Work to complete: Turn the part of the items that opens with the line containing "Would you be able to indicate the paving" and runs through the end of the items into a Markdown table. Use two columns, Row and Item line, numbering each row and leaving out blank lines.

Records:
= = = = = = =
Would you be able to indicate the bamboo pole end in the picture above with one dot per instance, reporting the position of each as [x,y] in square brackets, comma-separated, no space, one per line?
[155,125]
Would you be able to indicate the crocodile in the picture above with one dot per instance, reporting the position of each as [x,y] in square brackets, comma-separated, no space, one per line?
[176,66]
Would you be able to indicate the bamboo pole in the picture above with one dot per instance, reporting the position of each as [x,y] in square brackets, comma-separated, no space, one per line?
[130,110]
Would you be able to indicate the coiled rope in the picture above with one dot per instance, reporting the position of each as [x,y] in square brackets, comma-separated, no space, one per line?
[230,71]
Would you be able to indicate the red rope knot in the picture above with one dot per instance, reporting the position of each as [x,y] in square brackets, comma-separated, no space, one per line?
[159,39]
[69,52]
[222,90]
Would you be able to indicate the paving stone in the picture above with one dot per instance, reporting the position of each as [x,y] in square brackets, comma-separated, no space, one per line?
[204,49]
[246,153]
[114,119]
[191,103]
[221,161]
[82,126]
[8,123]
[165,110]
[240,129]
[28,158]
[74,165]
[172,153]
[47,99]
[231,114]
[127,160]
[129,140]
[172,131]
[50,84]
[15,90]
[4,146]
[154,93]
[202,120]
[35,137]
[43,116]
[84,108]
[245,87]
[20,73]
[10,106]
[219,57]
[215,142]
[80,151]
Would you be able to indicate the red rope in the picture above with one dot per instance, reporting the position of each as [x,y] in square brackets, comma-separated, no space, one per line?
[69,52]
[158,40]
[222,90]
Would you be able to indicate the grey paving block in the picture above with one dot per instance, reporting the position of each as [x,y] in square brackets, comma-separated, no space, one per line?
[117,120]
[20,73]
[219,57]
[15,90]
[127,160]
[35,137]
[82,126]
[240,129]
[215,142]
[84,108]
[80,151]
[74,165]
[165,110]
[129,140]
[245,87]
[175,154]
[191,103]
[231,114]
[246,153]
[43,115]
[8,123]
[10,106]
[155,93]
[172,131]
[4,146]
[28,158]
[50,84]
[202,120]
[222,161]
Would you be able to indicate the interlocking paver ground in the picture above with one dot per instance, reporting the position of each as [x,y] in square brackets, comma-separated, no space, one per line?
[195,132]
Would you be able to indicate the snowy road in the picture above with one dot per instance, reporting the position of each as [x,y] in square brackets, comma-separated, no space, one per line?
= = = = = = =
Task response:
| Row | Item line |
|---|---|
| 1 | Would you be able to indicate the paving stone in the picture above with one dot per instance, reporting the position of each as [x,y] in square brackets, comma-separated, no space, one per line? |
| 2 | [204,49] |
| 3 | [246,153] |
| 4 | [114,119] |
| 5 | [191,103] |
| 6 | [221,161] |
| 7 | [82,126] |
| 8 | [8,123] |
| 9 | [165,110] |
| 10 | [240,129] |
| 11 | [28,158] |
| 12 | [74,165] |
| 13 | [172,153] |
| 14 | [47,99] |
| 15 | [231,114] |
| 16 | [127,160] |
| 17 | [129,140] |
| 18 | [172,131] |
| 19 | [50,84] |
| 20 | [15,90] |
| 21 | [4,146] |
| 22 | [154,93] |
| 23 | [202,120] |
| 24 | [35,137] |
| 25 | [43,116] |
| 26 | [84,108] |
| 27 | [245,87] |
| 28 | [20,73] |
| 29 | [10,106] |
| 30 | [219,57] |
| 31 | [215,142] |
| 32 | [80,151] |
| 33 | Would you be able to indicate the red rope in the picture above with one dot per instance, reporting the position of each as [x,y] in square brackets, comma-separated, no space, one per line? |
| 34 | [69,52] |
| 35 | [158,40] |
| 36 | [222,90] |
| 37 | Would you be able to indicate the grey paving block in the picture above with one dot per instance, reporting the position of each as [x,y] in square brackets, comma-separated, no space, one per line? |
| 38 | [117,120] |
| 39 | [20,73] |
| 40 | [219,57] |
| 41 | [15,90] |
| 42 | [127,160] |
| 43 | [35,137] |
| 44 | [82,126] |
| 45 | [240,129] |
| 46 | [215,142] |
| 47 | [84,108] |
| 48 | [80,151] |
| 49 | [74,165] |
| 50 | [165,110] |
| 51 | [129,140] |
| 52 | [245,87] |
| 53 | [175,154] |
| 54 | [191,103] |
| 55 | [231,114] |
| 56 | [246,153] |
| 57 | [43,115] |
| 58 | [8,123] |
| 59 | [10,106] |
| 60 | [155,93] |
| 61 | [172,131] |
| 62 | [4,146] |
| 63 | [28,158] |
| 64 | [50,84] |
| 65 | [202,120] |
| 66 | [222,161] |
| 67 | Would you be able to indicate the interlocking paver ground in the picture above with one dot per instance, reporting the position of each as [x,y] in square brackets, comma-separated, no space, one per line? |
| 68 | [195,132] |
| 69 | Would you be able to indicate the snowy road in the picture above with one dot per instance, reporting the position of each as [x,y] in square brackets, comma-separated, no space, one per line? |